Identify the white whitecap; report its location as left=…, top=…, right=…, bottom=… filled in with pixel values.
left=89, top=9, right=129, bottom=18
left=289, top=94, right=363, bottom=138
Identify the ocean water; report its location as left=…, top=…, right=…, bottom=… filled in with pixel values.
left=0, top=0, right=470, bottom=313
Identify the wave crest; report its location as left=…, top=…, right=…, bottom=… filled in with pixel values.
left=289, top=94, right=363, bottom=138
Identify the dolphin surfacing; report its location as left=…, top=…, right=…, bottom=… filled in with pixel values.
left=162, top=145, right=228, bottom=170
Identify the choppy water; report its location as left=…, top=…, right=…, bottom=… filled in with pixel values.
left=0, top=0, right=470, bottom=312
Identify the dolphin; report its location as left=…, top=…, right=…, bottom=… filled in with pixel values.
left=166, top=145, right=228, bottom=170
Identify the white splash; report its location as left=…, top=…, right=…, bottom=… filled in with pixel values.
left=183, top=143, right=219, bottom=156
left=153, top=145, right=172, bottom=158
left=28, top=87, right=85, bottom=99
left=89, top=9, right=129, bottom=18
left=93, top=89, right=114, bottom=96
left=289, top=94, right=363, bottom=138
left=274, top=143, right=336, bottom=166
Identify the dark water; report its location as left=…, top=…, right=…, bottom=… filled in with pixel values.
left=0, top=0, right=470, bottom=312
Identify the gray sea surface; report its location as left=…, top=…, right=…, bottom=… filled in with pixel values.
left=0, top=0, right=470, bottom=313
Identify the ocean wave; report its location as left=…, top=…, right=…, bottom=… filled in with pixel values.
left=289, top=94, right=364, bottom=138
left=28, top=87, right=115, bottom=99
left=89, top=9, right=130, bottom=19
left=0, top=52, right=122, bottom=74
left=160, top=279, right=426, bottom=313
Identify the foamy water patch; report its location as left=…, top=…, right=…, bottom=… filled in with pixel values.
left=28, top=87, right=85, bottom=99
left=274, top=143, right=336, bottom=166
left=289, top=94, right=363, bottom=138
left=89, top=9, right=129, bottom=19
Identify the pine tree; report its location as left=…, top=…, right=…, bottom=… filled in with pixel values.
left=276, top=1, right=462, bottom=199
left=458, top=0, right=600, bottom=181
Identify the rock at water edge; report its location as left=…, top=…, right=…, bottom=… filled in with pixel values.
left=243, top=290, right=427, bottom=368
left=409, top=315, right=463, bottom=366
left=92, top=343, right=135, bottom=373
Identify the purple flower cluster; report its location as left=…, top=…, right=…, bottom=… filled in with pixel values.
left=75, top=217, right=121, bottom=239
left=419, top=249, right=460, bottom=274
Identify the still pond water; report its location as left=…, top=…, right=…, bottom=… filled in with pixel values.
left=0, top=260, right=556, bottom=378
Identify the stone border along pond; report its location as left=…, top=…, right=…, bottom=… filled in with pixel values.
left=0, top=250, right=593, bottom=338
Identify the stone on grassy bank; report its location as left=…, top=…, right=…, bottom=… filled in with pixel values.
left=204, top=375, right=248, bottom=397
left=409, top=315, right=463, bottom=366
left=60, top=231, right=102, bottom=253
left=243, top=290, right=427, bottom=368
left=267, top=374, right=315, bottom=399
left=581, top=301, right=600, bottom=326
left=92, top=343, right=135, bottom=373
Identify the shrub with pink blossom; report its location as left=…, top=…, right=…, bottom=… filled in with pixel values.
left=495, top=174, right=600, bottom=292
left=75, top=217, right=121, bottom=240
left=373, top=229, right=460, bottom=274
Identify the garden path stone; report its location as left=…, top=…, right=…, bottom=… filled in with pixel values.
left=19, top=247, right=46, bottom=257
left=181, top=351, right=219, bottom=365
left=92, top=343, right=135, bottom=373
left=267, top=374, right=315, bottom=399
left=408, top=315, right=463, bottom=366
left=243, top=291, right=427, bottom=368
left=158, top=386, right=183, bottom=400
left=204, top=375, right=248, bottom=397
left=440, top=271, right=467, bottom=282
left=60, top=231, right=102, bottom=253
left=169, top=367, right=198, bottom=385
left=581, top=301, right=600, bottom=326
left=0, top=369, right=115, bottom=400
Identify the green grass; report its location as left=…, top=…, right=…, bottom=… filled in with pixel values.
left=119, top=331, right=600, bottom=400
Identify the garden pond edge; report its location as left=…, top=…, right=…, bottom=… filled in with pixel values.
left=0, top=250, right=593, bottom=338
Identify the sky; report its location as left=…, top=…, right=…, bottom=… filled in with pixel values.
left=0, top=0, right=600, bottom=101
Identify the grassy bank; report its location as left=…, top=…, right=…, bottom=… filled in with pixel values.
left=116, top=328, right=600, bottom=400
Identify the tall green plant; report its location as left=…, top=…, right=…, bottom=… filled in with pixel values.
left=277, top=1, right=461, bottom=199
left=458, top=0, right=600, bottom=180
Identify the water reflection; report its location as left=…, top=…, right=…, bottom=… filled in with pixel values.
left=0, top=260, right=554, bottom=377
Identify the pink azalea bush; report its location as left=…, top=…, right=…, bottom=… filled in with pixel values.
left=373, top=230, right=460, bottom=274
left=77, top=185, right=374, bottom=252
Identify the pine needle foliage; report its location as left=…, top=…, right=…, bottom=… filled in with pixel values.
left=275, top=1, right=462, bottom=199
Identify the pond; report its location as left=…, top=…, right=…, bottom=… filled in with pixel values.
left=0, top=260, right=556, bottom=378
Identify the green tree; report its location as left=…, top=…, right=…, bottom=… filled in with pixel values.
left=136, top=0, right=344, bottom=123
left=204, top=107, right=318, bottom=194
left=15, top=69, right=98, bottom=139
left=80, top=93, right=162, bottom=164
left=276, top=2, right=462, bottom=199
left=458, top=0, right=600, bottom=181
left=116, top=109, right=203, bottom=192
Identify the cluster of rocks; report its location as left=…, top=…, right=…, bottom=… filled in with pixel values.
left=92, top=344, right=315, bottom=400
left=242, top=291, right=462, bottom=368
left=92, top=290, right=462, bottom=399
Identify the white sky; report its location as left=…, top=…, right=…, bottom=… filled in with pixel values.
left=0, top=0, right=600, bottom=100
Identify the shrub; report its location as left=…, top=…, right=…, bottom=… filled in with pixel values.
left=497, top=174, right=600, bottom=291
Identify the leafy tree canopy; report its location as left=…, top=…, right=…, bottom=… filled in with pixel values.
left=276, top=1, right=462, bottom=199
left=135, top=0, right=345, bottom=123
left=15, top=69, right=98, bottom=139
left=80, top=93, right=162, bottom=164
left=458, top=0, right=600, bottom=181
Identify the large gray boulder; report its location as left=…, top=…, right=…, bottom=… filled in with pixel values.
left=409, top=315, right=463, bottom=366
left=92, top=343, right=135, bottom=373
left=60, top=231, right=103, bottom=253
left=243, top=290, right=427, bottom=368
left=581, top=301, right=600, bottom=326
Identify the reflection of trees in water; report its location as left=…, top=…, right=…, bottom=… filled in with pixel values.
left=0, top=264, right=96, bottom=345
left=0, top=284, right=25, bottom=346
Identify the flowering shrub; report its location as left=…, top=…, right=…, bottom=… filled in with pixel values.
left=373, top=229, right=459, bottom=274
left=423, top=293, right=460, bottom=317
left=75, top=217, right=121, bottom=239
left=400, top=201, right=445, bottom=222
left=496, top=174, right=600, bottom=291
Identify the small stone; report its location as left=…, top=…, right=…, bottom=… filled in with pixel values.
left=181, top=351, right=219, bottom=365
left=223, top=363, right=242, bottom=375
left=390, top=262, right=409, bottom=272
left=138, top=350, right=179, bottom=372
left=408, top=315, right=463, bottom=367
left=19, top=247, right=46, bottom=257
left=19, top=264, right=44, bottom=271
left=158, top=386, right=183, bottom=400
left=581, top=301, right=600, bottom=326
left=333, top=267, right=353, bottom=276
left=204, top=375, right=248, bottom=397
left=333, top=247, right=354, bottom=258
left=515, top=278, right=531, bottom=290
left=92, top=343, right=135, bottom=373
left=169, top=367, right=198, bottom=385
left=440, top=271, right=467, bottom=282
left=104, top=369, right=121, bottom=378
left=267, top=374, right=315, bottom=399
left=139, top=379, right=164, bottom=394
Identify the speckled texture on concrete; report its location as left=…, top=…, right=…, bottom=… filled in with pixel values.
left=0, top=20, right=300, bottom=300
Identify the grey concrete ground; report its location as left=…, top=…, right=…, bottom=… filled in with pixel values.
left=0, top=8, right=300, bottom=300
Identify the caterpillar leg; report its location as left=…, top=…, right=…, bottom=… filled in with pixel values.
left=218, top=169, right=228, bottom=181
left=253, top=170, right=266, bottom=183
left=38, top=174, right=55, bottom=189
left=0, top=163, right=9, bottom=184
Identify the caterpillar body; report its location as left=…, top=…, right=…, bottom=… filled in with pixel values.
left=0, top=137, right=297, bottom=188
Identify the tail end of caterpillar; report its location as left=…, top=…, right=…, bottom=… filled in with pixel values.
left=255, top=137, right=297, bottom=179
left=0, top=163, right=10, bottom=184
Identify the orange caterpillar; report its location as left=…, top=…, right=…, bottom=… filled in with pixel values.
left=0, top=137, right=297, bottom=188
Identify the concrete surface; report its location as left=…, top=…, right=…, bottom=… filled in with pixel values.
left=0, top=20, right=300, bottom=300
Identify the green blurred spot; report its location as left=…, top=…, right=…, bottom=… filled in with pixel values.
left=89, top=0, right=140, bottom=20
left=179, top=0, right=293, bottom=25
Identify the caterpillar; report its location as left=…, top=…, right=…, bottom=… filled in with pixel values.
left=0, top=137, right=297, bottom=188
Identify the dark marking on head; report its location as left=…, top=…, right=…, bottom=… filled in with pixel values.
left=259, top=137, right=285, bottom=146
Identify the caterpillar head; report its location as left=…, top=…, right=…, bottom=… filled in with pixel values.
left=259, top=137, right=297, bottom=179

-=-=-=-=-

• [Aim of the task]: Copy the rows in the stretch from the line containing "Identify the shrub with" through the line containing "left=0, top=260, right=554, bottom=377", both ends included, keeping every request line as is. In each answer line, multiply the pixel coordinates by 1.9 and round to whole numbers, with halves rounded up.

• [Problem solution]:
Identify the shrub with pink blossom; report its location as left=…, top=…, right=…, bottom=… filled in with pixel values.
left=941, top=331, right=1140, bottom=555
left=143, top=412, right=230, bottom=456
left=709, top=435, right=874, bottom=521
Identify the garden path stone; report its location as left=…, top=…, right=…, bottom=… filled in with pixel values.
left=36, top=469, right=87, bottom=488
left=344, top=667, right=416, bottom=694
left=175, top=652, right=257, bottom=709
left=507, top=711, right=599, bottom=758
left=775, top=599, right=880, bottom=695
left=462, top=553, right=811, bottom=699
left=300, top=733, right=348, bottom=760
left=388, top=713, right=471, bottom=754
left=836, top=515, right=887, bottom=536
left=114, top=439, right=194, bottom=481
left=321, top=697, right=376, bottom=732
left=1104, top=572, right=1140, bottom=619
left=0, top=701, right=219, bottom=760
Identify the green grass; report its location as left=…, top=…, right=…, bottom=… filled in with pixel values.
left=226, top=629, right=1140, bottom=760
Identify the garden pond edge; report its location as left=…, top=…, right=…, bottom=… filled in with pixel values.
left=0, top=475, right=1127, bottom=642
Identify the sky; report its location as left=…, top=…, right=…, bottom=… filled in with pixel values.
left=0, top=0, right=1140, bottom=192
Identify the grassy bank; report its location as left=…, top=…, right=…, bottom=… filled in with pixel values.
left=220, top=623, right=1140, bottom=760
Identify the tall green plant; report its location as left=…, top=…, right=…, bottom=… filled in with pixel values.
left=526, top=2, right=876, bottom=378
left=870, top=0, right=1140, bottom=342
Identify the water reflection; report its location as left=…, top=…, right=…, bottom=… filled in with pixel values.
left=0, top=494, right=1053, bottom=716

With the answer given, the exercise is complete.